Content starts
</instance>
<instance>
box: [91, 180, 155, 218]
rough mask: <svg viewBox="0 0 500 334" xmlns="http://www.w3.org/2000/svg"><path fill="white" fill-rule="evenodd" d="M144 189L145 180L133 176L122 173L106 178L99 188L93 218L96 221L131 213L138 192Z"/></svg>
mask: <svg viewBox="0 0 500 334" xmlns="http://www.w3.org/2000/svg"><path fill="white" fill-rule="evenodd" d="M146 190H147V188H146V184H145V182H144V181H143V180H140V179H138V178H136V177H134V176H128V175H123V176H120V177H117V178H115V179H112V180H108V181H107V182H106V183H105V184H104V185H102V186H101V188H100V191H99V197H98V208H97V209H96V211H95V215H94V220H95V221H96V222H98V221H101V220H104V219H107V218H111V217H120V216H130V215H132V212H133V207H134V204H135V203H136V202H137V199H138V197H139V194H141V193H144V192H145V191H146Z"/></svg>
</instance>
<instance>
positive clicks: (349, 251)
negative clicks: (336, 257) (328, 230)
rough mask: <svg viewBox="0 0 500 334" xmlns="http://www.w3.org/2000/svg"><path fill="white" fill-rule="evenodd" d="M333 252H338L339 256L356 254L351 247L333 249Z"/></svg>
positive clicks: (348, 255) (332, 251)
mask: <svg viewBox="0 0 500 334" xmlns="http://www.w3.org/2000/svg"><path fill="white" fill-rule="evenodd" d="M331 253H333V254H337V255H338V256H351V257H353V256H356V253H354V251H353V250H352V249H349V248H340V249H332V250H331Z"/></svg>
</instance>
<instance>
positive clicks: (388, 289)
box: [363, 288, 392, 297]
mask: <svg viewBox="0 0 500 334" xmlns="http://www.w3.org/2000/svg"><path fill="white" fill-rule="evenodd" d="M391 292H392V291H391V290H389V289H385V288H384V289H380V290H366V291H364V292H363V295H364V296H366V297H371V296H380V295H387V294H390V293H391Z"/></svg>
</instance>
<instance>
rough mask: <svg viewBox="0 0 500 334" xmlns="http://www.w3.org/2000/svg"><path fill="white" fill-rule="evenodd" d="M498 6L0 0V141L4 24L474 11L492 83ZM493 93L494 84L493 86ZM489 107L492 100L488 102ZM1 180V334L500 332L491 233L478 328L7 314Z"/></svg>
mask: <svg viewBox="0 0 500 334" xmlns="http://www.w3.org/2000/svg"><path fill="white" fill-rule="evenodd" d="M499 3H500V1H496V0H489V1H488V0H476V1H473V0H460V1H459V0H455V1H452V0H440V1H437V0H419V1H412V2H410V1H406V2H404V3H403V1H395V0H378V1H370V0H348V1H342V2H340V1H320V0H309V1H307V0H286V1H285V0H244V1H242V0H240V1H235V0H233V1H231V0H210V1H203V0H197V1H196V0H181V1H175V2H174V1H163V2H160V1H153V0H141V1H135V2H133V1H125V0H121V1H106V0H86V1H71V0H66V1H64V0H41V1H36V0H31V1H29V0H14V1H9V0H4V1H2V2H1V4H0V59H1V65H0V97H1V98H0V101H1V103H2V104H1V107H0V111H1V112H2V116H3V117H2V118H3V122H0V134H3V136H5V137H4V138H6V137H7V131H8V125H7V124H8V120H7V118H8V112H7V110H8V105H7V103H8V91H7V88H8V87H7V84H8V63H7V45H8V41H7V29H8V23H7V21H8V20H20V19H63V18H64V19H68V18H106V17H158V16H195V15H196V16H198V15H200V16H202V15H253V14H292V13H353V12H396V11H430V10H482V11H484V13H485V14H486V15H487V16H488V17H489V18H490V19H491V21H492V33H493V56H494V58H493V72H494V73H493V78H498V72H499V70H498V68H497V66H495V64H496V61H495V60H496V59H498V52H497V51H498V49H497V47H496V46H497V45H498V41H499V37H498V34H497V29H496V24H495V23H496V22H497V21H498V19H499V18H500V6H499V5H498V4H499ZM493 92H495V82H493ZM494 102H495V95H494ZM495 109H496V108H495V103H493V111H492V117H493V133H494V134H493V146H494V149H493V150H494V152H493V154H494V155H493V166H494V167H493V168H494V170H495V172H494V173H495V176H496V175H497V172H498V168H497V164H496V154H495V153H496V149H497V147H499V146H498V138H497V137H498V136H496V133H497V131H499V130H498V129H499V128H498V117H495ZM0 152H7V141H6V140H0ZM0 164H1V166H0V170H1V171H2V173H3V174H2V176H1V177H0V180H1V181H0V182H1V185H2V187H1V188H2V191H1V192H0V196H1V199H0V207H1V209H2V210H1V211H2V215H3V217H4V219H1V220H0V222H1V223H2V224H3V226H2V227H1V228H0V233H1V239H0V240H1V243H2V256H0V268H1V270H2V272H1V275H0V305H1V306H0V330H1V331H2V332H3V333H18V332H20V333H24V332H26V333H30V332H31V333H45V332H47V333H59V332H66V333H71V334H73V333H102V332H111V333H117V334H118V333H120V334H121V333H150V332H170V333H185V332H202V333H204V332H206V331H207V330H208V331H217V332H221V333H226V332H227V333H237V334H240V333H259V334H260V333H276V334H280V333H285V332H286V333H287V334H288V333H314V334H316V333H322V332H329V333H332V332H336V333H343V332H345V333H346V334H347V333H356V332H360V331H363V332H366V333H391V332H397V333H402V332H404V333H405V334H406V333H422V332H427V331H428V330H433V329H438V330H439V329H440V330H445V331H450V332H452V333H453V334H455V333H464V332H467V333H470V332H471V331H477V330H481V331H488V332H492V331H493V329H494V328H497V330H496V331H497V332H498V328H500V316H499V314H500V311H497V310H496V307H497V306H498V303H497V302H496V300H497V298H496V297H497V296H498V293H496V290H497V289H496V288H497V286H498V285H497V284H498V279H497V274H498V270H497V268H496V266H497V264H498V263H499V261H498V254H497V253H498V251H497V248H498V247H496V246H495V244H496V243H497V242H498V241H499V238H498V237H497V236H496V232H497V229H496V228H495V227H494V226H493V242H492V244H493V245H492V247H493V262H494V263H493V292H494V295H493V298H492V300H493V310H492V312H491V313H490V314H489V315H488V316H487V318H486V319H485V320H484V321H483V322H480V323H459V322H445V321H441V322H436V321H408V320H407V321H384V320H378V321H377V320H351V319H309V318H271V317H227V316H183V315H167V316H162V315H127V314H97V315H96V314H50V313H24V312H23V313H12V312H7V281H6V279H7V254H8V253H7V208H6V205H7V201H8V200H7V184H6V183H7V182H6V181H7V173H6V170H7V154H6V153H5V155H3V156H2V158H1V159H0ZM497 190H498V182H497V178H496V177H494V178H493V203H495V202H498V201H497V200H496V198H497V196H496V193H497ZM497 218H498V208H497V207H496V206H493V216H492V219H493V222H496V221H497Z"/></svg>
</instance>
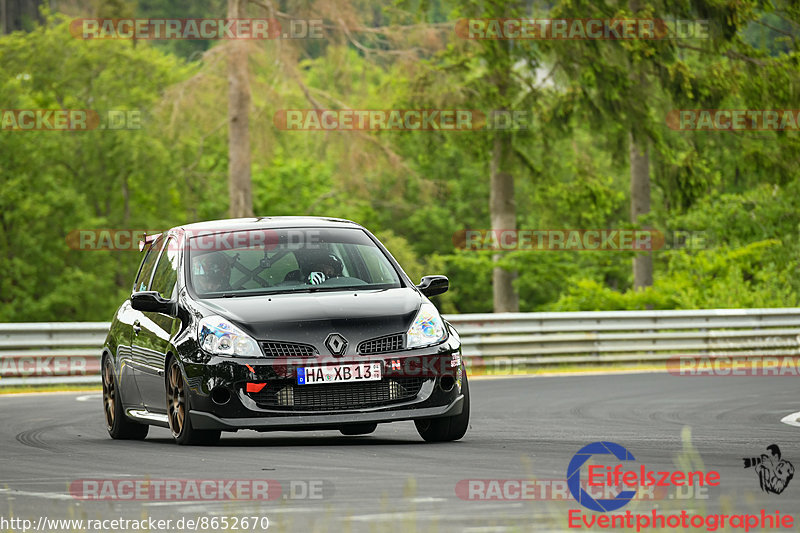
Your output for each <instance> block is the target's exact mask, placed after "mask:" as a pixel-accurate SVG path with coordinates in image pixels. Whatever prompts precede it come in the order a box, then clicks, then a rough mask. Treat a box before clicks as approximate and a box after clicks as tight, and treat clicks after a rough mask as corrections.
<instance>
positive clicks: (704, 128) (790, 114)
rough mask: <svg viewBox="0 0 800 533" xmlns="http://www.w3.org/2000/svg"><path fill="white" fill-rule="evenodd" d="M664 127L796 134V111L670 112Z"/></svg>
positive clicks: (670, 111)
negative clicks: (792, 132)
mask: <svg viewBox="0 0 800 533" xmlns="http://www.w3.org/2000/svg"><path fill="white" fill-rule="evenodd" d="M666 123H667V126H669V127H670V128H672V129H673V130H677V131H728V132H740V131H797V130H800V110H798V109H673V110H672V111H670V112H669V113H667V117H666Z"/></svg>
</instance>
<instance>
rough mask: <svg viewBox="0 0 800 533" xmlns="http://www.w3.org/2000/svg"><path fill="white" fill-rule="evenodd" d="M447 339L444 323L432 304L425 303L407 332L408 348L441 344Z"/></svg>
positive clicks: (423, 304)
mask: <svg viewBox="0 0 800 533" xmlns="http://www.w3.org/2000/svg"><path fill="white" fill-rule="evenodd" d="M446 337H447V330H446V329H445V327H444V321H443V320H442V317H441V316H439V311H437V310H436V307H435V306H434V305H433V304H432V303H424V304H422V307H420V308H419V312H418V313H417V317H416V318H415V319H414V322H413V323H412V324H411V327H410V328H409V329H408V331H407V332H406V348H420V347H422V346H430V345H432V344H439V343H440V342H442V341H443V340H444V339H445V338H446Z"/></svg>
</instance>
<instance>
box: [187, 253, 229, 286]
mask: <svg viewBox="0 0 800 533" xmlns="http://www.w3.org/2000/svg"><path fill="white" fill-rule="evenodd" d="M195 268H196V270H195V273H194V277H193V279H194V281H195V282H196V284H197V289H198V292H220V291H228V290H231V263H230V261H229V260H228V257H227V256H226V255H225V254H223V253H211V254H207V255H205V256H203V257H201V258H200V259H199V260H198V262H197V264H196V266H195Z"/></svg>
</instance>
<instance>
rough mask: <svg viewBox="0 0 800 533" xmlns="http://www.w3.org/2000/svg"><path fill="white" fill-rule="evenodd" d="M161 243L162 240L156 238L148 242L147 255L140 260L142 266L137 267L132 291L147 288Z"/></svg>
mask: <svg viewBox="0 0 800 533" xmlns="http://www.w3.org/2000/svg"><path fill="white" fill-rule="evenodd" d="M161 243H162V240H161V239H160V238H158V239H156V240H155V241H153V242H152V243H150V246H149V247H148V248H147V255H145V257H144V260H143V261H142V266H141V267H139V275H138V276H136V281H134V282H133V292H140V291H146V290H149V289H148V287H149V286H150V275H151V274H152V273H153V267H155V264H156V259H158V252H159V251H161Z"/></svg>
Content ends
Put the entries from the very first line through the line containing "189L145 180L133 176L122" into a JSON list of strings, one string per line, skipping any blank lines.

[
  "</instance>",
  "<instance>",
  "box: [91, 180, 155, 218]",
  "rough mask: <svg viewBox=\"0 0 500 334\" xmlns=\"http://www.w3.org/2000/svg\"><path fill=\"white\" fill-rule=\"evenodd\" d=\"M144 189L145 180L133 176L122 173L106 178L99 188L93 218L96 221L131 213L138 192Z\"/></svg>"
]